GOAL OF THE EXERCISE → Could you retype the entries exactly as they are?

Saved data entries →

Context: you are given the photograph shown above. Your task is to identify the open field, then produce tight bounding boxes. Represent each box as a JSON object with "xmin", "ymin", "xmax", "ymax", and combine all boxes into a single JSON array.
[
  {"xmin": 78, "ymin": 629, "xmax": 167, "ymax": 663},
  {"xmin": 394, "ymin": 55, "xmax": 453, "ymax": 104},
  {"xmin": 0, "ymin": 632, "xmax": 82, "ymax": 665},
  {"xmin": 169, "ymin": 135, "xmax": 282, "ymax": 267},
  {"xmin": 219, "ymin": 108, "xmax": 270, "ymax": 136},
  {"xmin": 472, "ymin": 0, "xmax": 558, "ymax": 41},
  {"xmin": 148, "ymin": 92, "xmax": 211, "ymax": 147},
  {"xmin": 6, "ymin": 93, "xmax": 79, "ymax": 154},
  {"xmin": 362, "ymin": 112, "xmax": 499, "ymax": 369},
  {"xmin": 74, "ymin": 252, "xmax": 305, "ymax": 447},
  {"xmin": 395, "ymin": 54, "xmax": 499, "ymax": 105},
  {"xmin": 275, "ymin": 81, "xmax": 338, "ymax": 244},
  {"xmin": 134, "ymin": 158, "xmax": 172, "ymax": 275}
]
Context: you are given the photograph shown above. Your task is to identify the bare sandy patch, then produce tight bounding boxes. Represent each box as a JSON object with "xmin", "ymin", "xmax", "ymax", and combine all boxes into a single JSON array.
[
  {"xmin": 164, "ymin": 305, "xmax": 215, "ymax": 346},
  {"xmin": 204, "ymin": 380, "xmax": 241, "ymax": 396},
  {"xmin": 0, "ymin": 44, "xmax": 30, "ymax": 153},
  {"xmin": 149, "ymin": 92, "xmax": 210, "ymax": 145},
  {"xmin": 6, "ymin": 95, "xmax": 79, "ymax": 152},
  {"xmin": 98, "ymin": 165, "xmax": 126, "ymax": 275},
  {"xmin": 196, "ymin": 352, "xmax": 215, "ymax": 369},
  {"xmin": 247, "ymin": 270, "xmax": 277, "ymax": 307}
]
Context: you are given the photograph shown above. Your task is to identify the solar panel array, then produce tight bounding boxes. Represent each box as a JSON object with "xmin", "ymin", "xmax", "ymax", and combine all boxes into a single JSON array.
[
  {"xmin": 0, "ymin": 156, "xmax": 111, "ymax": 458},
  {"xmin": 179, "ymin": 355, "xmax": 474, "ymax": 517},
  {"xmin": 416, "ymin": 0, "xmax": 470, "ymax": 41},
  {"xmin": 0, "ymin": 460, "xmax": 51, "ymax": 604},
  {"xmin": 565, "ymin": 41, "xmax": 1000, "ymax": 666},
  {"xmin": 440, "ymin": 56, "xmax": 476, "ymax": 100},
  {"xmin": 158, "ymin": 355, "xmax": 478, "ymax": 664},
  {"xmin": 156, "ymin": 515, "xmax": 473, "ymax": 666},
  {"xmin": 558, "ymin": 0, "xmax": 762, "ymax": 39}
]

YOUR SOLUTION →
Context: you are given the photograph shown above. Your task is to identify the open field, then produce tight bounding boxes. Represent each box as a JSON object with "xmin", "ymin", "xmax", "ymax", and combine all boxes into a single JSON array.
[
  {"xmin": 78, "ymin": 629, "xmax": 167, "ymax": 663},
  {"xmin": 394, "ymin": 55, "xmax": 453, "ymax": 104},
  {"xmin": 0, "ymin": 632, "xmax": 82, "ymax": 665},
  {"xmin": 169, "ymin": 135, "xmax": 282, "ymax": 267},
  {"xmin": 219, "ymin": 108, "xmax": 270, "ymax": 136},
  {"xmin": 472, "ymin": 0, "xmax": 558, "ymax": 41},
  {"xmin": 148, "ymin": 92, "xmax": 211, "ymax": 147},
  {"xmin": 6, "ymin": 93, "xmax": 79, "ymax": 154},
  {"xmin": 362, "ymin": 112, "xmax": 499, "ymax": 369},
  {"xmin": 74, "ymin": 252, "xmax": 305, "ymax": 447},
  {"xmin": 395, "ymin": 54, "xmax": 499, "ymax": 105},
  {"xmin": 275, "ymin": 81, "xmax": 338, "ymax": 244},
  {"xmin": 134, "ymin": 158, "xmax": 172, "ymax": 275}
]
Context: you are given the photograph shown above. Your task is to identify the bare sandy patch, then produce tight bounding boxes. Represent each box as a JSON object with "xmin", "ymin", "xmax", "ymax", and combine all boxes into a single JSON array.
[
  {"xmin": 164, "ymin": 305, "xmax": 215, "ymax": 346},
  {"xmin": 204, "ymin": 380, "xmax": 241, "ymax": 396},
  {"xmin": 0, "ymin": 44, "xmax": 30, "ymax": 153},
  {"xmin": 149, "ymin": 92, "xmax": 210, "ymax": 145},
  {"xmin": 6, "ymin": 95, "xmax": 79, "ymax": 152},
  {"xmin": 98, "ymin": 165, "xmax": 126, "ymax": 275},
  {"xmin": 196, "ymin": 352, "xmax": 215, "ymax": 369},
  {"xmin": 247, "ymin": 270, "xmax": 277, "ymax": 307}
]
Context: you are given the photograph shown above. Your task is to identify the solar panel array, then produce tight bounding boxes. Represent each box as a JSON object with "xmin", "ymin", "xmax", "ymax", and combine all boxes into a single JSON array.
[
  {"xmin": 0, "ymin": 156, "xmax": 111, "ymax": 458},
  {"xmin": 179, "ymin": 355, "xmax": 474, "ymax": 517},
  {"xmin": 416, "ymin": 0, "xmax": 470, "ymax": 41},
  {"xmin": 0, "ymin": 460, "xmax": 51, "ymax": 604},
  {"xmin": 565, "ymin": 41, "xmax": 1000, "ymax": 666},
  {"xmin": 440, "ymin": 56, "xmax": 476, "ymax": 100},
  {"xmin": 158, "ymin": 355, "xmax": 478, "ymax": 664},
  {"xmin": 156, "ymin": 515, "xmax": 473, "ymax": 666},
  {"xmin": 558, "ymin": 0, "xmax": 762, "ymax": 39}
]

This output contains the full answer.